— begin Source —

We are pleased with the strong growth from cyber security
products and services. Investments we have made in the previous
year in new business areas and geographies, have started to bear
fruit. This gives us the momentum to deliver revenue growth and
underpin our long-term growth into FY20 and beyond."
- ends -
Enquiries:
GRC International Group plc +44 (0) 330 999 0222
Alan Calder, Chief Executive Officer
Christopher Hartshorne, Finance Director
Grant Thornton UK LLP (Nominated
Adviser) +44 (0) 20 7383 5100
Philip Secrett / Jamie Barklem /
Ben Roberts
Dowgate Capital Limited (Broker) +44 (0) 20 3903 7715
James Serjeant / David Poutney
The information contained within this announcement is deemed to
constitute inside information as stipulated under the Market Abuse
Regulations (EU) No. 596/2014. Upon the publication of this
announcement, this inside information is now considered to be in
the public domain.
About GRC International Group plc
GRC International Group plc was admitted to trading on the
London Stock Exchange's AIM market in March 2018.
GRC provides a comprehensive suite of products and services to
address the IT governance, risk management and compliance
requirements of organisations seeking to address a wide range of
data protection and cyber security regulation. The Company provides
a range of services and products through three divisions: Training,
Consultancy, and Publishing and Distribution.
The Group has an international customer base which is expected
to grow as GRC expands its geographical footprint. Since admission
to AIM, the Group has expanded internationally with operations now
established in Ireland, the US and Northern Europe.
Chief Executive Review
As we expected, H1 revenues were lower than last year's Q1 peak
in GDPR-driven performance; the period was also negatively affected
by customers' ongoing worries about Brexit and the overall
macro-economic malaise. Against this background, we continued to
improve marketing and sales skills and processes, while continuing
to drive down both direct and indirect costs. We successfully
focussed on increasing cyber security revenue, countering the
continued decline in GDPR work, which we believe has now reached
its nadir.
In order to better focus our sales and marketing activities, we
re-organised the Group, at the beginning of July, into three
divisions: e-commerce, Software-as-a-Service and Professional
Services. We expect to be able to report on performance on this new
divisional basis by the end of the financial year.
These initiatives started paying off, with Q2 revenue of GBP3.8
million, a noticeable 15% improvement on Q1's GBP3.3 million.

— end Source —
— begin Stored data —

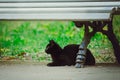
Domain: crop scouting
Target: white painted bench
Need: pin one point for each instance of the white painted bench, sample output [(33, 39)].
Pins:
[(75, 10), (82, 11)]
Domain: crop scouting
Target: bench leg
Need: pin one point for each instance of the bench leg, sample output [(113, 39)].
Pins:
[(111, 36), (81, 55), (97, 26)]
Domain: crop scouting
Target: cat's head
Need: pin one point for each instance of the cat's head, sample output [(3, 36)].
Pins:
[(52, 48)]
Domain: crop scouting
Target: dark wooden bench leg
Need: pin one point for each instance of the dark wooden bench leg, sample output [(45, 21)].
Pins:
[(111, 36), (97, 26), (81, 55)]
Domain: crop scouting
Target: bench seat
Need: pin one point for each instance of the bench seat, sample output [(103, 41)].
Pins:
[(73, 10)]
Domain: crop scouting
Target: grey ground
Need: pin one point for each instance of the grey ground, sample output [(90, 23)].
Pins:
[(11, 70)]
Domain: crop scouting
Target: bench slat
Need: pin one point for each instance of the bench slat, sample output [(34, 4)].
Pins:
[(54, 0), (57, 10)]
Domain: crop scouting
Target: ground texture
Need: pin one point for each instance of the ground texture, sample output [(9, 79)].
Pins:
[(12, 70)]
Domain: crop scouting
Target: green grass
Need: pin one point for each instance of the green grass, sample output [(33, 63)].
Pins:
[(33, 36)]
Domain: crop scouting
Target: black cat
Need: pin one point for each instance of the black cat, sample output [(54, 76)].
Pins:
[(67, 55)]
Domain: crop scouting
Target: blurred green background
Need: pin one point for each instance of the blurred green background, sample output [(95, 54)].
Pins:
[(31, 38)]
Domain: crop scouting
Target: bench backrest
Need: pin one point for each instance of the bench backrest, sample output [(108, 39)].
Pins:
[(75, 10)]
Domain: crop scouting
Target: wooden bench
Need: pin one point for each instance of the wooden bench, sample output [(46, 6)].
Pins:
[(82, 12)]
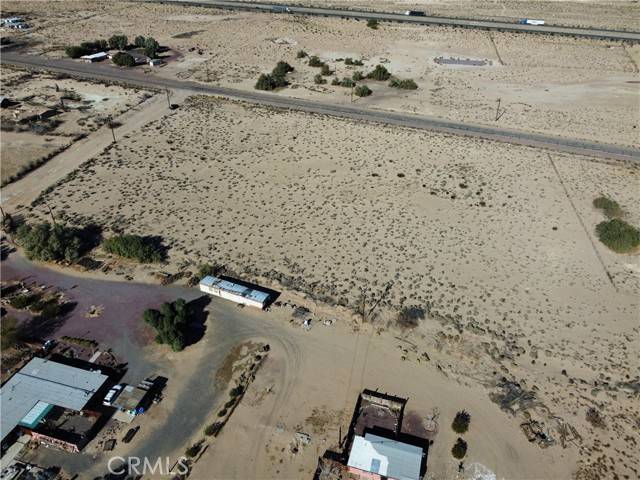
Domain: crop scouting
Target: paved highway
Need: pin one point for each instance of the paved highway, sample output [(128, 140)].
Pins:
[(105, 72), (633, 37)]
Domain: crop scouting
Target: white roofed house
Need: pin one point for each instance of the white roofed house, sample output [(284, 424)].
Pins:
[(376, 457), (235, 291)]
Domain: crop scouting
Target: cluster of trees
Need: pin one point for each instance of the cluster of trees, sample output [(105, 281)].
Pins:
[(170, 323), (275, 79), (51, 243), (136, 247), (116, 42), (615, 233)]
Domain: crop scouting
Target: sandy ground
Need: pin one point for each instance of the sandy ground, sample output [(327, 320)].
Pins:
[(86, 107), (496, 241), (571, 87)]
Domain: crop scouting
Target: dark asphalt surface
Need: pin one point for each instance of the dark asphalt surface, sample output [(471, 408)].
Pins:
[(106, 72), (603, 34)]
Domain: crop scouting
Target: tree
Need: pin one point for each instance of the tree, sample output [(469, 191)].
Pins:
[(461, 422), (362, 91), (379, 73), (118, 42), (459, 450), (151, 47), (123, 60)]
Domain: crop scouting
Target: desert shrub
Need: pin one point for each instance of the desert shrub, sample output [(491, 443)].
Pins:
[(319, 79), (170, 323), (610, 207), (151, 47), (459, 450), (314, 61), (281, 69), (213, 429), (118, 42), (618, 235), (9, 335), (362, 91), (193, 450), (406, 84), (594, 418), (123, 60), (50, 243), (347, 82), (379, 73), (461, 422), (409, 317), (142, 249)]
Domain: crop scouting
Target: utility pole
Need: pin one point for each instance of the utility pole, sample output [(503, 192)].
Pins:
[(111, 126)]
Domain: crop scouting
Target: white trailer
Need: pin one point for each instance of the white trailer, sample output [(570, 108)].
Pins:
[(234, 291)]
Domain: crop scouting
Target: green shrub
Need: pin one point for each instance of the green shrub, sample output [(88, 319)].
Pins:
[(123, 60), (379, 73), (135, 247), (281, 69), (314, 61), (347, 82), (459, 450), (410, 316), (47, 243), (362, 91), (618, 235), (170, 323), (461, 422), (406, 84), (119, 42), (610, 207)]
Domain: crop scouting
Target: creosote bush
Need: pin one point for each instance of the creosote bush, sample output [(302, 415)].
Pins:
[(459, 450), (461, 422)]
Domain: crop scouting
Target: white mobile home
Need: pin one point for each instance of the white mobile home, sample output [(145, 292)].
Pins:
[(234, 291)]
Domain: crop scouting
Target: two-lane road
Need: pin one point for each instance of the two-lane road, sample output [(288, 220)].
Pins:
[(109, 73), (596, 33)]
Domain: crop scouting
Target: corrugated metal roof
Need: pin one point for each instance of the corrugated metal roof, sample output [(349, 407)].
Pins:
[(385, 457), (45, 381), (236, 288)]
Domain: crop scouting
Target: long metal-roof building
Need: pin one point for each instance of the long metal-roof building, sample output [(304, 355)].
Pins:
[(26, 397)]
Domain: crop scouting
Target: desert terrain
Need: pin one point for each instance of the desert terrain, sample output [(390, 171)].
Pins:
[(575, 88), (528, 319), (76, 108), (496, 242)]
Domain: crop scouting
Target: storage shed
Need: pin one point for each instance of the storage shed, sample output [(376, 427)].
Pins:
[(234, 291)]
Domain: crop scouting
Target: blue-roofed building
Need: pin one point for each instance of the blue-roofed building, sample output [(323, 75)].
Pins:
[(374, 457), (234, 291)]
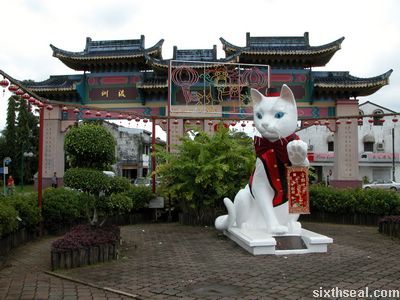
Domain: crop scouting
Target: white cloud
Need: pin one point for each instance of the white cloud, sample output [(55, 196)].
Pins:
[(371, 30)]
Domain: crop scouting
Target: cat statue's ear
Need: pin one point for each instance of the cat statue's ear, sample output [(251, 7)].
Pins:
[(256, 96), (287, 94)]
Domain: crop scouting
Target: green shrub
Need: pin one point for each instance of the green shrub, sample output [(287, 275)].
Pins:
[(27, 207), (118, 184), (341, 201), (140, 195), (63, 206), (8, 218), (117, 204)]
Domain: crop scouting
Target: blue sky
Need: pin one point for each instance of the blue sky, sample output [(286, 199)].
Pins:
[(371, 30)]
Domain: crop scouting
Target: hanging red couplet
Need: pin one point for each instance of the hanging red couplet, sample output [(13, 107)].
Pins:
[(297, 179)]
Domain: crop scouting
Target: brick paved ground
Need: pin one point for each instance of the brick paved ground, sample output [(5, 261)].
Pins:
[(170, 261)]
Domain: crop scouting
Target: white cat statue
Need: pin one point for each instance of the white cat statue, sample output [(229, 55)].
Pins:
[(263, 204)]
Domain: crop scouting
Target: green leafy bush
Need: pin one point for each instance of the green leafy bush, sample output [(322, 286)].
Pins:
[(341, 201), (63, 206), (90, 181), (90, 146), (118, 184), (206, 169), (27, 207), (8, 218), (117, 204), (140, 196)]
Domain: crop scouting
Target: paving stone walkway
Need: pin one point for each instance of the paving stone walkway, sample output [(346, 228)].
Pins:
[(171, 261)]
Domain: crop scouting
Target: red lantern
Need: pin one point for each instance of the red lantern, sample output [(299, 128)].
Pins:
[(4, 83), (12, 88)]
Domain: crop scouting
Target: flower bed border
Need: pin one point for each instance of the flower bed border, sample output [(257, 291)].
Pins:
[(84, 256)]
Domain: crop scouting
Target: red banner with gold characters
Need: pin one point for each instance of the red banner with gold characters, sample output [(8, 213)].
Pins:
[(297, 178)]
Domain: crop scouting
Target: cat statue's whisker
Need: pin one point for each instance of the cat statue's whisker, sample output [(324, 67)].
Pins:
[(261, 208)]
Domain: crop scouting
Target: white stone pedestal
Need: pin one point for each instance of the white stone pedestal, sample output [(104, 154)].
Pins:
[(258, 242)]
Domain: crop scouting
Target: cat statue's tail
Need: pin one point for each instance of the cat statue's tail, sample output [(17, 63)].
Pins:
[(226, 221)]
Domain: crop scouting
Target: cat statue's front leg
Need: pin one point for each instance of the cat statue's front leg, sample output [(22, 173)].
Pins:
[(263, 194)]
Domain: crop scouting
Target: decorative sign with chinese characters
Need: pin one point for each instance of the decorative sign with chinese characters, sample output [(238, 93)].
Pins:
[(297, 178)]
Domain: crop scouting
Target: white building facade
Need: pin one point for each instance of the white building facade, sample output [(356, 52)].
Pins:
[(378, 145)]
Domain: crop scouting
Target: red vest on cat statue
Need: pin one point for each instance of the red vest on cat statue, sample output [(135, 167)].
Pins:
[(275, 159)]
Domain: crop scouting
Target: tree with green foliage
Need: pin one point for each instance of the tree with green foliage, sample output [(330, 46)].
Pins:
[(20, 135), (205, 169), (90, 146), (91, 149)]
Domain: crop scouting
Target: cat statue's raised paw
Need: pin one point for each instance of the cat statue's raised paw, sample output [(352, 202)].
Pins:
[(263, 204)]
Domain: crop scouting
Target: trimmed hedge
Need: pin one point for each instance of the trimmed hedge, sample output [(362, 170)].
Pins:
[(354, 201), (63, 207), (18, 211)]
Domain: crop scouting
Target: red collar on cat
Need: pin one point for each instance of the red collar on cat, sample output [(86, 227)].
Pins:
[(274, 157), (262, 145)]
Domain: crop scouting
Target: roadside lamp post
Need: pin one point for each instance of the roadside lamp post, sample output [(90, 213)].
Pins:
[(6, 161)]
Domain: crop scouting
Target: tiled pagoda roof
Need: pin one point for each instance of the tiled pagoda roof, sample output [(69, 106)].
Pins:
[(209, 55), (343, 82), (58, 87), (113, 55), (283, 51)]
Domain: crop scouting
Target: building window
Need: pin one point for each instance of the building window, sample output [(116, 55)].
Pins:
[(368, 146), (331, 146), (378, 118)]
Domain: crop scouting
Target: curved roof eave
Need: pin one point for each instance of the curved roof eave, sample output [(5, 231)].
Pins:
[(164, 63), (357, 82), (82, 55), (311, 50)]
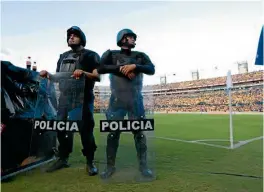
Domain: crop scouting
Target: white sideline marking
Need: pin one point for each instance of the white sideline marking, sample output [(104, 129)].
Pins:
[(211, 140), (196, 142), (241, 143)]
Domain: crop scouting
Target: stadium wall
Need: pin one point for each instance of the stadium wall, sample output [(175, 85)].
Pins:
[(213, 112)]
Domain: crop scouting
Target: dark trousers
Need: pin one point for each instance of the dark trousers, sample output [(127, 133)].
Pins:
[(117, 111), (86, 124)]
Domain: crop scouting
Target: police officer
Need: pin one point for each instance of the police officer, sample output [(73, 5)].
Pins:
[(126, 68), (81, 62)]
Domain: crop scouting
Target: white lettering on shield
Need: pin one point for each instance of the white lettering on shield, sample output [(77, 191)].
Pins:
[(126, 125), (70, 126)]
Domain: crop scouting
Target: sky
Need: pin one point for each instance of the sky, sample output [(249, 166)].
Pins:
[(178, 36)]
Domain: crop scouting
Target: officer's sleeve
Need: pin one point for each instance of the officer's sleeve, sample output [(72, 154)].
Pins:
[(106, 64), (146, 66), (95, 63), (58, 64)]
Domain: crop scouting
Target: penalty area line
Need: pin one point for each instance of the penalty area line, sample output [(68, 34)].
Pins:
[(241, 143), (196, 142)]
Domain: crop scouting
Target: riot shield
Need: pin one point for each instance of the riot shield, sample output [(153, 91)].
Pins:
[(57, 116), (126, 152)]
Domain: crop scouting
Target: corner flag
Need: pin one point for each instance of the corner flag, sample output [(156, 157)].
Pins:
[(259, 56)]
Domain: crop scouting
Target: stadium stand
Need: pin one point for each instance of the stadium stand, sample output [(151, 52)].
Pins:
[(204, 95)]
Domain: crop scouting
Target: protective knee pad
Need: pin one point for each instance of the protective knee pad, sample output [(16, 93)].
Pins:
[(140, 141), (113, 136)]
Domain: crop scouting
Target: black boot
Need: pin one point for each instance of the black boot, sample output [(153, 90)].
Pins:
[(108, 172), (60, 163), (141, 147), (91, 169), (90, 166), (111, 150)]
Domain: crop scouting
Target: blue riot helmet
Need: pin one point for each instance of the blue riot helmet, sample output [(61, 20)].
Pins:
[(77, 31), (123, 34)]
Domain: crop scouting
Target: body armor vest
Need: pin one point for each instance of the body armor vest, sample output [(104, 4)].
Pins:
[(70, 62), (123, 88)]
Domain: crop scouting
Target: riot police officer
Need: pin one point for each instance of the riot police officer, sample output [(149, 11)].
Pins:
[(81, 62), (126, 68)]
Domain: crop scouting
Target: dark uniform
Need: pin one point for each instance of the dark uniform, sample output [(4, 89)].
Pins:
[(126, 98), (69, 61)]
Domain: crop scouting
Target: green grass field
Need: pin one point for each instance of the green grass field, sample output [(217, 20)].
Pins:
[(182, 162)]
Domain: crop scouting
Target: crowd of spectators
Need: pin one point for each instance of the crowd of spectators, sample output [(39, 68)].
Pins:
[(247, 98)]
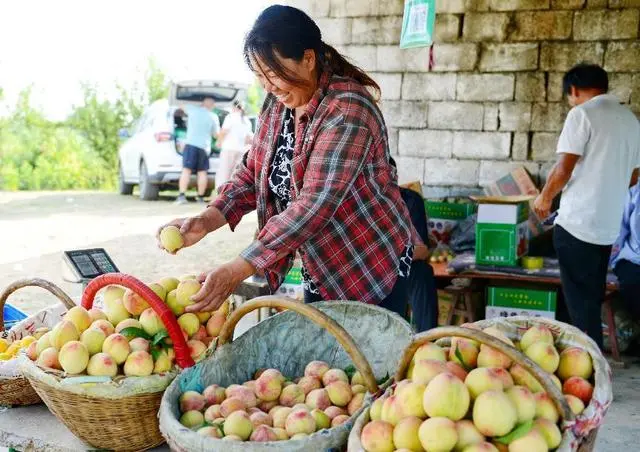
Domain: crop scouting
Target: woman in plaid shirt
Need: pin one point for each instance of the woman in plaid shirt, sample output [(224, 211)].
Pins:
[(319, 174)]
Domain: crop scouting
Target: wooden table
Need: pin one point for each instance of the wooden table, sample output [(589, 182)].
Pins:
[(441, 271)]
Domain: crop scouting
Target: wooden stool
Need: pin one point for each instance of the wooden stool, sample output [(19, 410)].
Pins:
[(463, 307)]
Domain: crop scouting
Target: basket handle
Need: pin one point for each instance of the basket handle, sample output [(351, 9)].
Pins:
[(450, 331), (183, 357), (313, 314), (35, 282)]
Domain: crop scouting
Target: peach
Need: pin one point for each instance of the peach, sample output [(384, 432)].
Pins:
[(80, 318), (468, 435), (260, 418), (578, 387), (214, 324), (117, 346), (524, 401), (545, 408), (536, 334), (74, 357), (230, 405), (189, 323), (263, 433), (405, 434), (191, 400), (102, 364), (522, 377), (292, 395), (300, 421), (339, 393), (531, 442), (280, 415), (169, 283), (138, 364), (106, 327), (549, 431), (185, 290), (62, 333), (316, 369), (192, 419), (334, 375), (494, 414), (446, 396), (545, 355), (127, 323), (482, 379), (429, 351), (576, 405), (138, 343), (197, 350), (243, 393), (308, 384), (93, 338), (239, 424), (319, 398), (438, 434), (424, 370), (49, 358), (214, 395), (377, 436), (151, 322), (575, 362)]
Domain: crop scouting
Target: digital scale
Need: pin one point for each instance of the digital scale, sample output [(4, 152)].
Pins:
[(85, 265)]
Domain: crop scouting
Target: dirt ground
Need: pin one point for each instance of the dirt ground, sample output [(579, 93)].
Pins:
[(36, 227)]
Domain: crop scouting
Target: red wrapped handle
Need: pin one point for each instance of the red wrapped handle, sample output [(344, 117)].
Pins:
[(183, 357)]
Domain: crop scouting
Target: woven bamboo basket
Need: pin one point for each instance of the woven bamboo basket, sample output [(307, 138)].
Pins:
[(17, 391), (340, 333), (571, 440), (105, 416)]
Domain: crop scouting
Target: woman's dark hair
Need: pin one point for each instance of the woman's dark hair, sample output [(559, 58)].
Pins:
[(585, 76), (289, 32)]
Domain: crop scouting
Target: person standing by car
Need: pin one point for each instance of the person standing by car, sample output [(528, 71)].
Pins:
[(319, 174), (598, 149), (202, 125), (234, 137)]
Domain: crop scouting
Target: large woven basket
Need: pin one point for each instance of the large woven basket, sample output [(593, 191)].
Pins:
[(578, 434), (340, 333), (16, 390), (110, 420)]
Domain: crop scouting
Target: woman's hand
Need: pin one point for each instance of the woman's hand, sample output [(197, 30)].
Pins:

— end Stored data —

• **Work to complete**
1/ In the company announcement, what was the Q2 revenue figure?
2/ Reproduce the records word for word, from their beginning down to the line containing "[(75, 10), (82, 11)]", including both ends but leaving out the pictures.

• **Full solutions**
1/ GBP3.8 million

2/
Domain: crop scouting
Target: white painted bench
Need: pin one point for each instance of the white painted bench, sample output [(33, 39)].
Pins:
[(75, 10), (82, 11)]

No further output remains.